◆ **Records for identifying positions**
● ● ● ● ●

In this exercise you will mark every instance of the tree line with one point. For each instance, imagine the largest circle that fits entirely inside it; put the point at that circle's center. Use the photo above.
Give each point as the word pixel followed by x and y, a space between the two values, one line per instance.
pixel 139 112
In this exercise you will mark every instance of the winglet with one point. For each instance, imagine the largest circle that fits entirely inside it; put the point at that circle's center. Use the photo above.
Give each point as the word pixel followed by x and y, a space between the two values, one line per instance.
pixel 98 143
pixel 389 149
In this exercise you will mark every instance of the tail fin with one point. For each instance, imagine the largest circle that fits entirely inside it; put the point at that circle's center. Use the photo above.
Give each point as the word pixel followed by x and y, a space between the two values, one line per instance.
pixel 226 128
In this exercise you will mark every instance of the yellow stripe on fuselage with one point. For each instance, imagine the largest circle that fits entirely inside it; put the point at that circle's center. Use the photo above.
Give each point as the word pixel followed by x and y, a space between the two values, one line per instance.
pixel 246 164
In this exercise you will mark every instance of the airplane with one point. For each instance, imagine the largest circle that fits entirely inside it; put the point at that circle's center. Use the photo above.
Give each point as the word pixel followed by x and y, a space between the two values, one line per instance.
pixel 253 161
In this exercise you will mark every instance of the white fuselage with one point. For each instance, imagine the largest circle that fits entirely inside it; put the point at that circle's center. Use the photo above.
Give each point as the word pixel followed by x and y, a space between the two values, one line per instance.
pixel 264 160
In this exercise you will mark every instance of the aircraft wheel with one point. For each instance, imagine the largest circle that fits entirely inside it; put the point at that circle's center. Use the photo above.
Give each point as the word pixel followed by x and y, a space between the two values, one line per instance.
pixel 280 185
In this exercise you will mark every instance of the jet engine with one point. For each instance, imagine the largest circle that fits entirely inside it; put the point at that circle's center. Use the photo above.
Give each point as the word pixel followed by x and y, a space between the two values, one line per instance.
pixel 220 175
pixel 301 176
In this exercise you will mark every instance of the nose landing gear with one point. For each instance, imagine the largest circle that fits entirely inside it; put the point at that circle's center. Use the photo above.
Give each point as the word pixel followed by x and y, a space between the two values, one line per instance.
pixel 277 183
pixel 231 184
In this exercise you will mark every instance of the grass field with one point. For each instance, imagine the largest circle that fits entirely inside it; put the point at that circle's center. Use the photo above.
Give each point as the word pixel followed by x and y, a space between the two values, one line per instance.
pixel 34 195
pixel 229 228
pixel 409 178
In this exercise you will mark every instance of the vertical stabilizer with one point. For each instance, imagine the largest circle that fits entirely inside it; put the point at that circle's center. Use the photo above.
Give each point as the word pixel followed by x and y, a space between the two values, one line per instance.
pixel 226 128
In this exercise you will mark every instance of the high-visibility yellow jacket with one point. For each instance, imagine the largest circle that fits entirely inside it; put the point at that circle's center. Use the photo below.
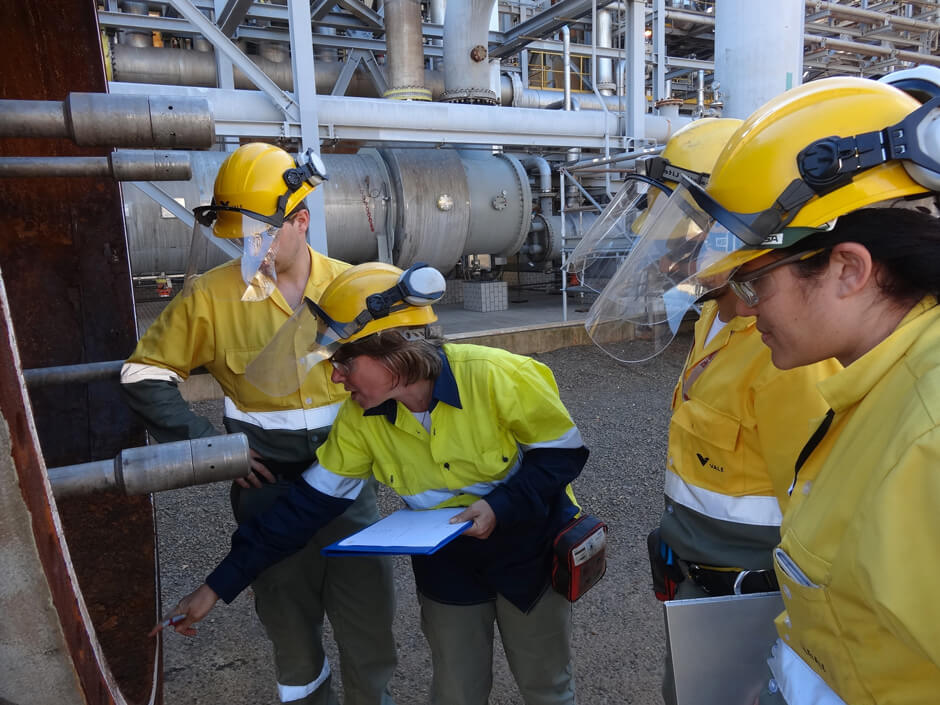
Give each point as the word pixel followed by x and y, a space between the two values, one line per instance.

● ● ● ● ●

◆ **Task requirements**
Express the lines above as a numbered list, starting at the line that contains "In this exercise you will mark every instance of the vertical" and ending with the last line, leaving out blank lines and pictures.

◆ **The output**
1. In this exercise you will mark every instance of the vertical stabilizer with one point. For each instance, imagine the largest circle that fits entirely inside it; put the point at that circle's center. Use the photo above.
2. Give each point as the word pixel followed by x and y, a space between the two values, one line per instance.
3. pixel 226 128
4. In this exercise you will mark every instance of the high-visibility yellow jacket with one point. For each instance, imagine the largest circle that fits entirely inside it; put the point at that circle's center. Use the photo below.
5. Give each point as the word pixel followed by x and y, a space between the two values, one line per instance.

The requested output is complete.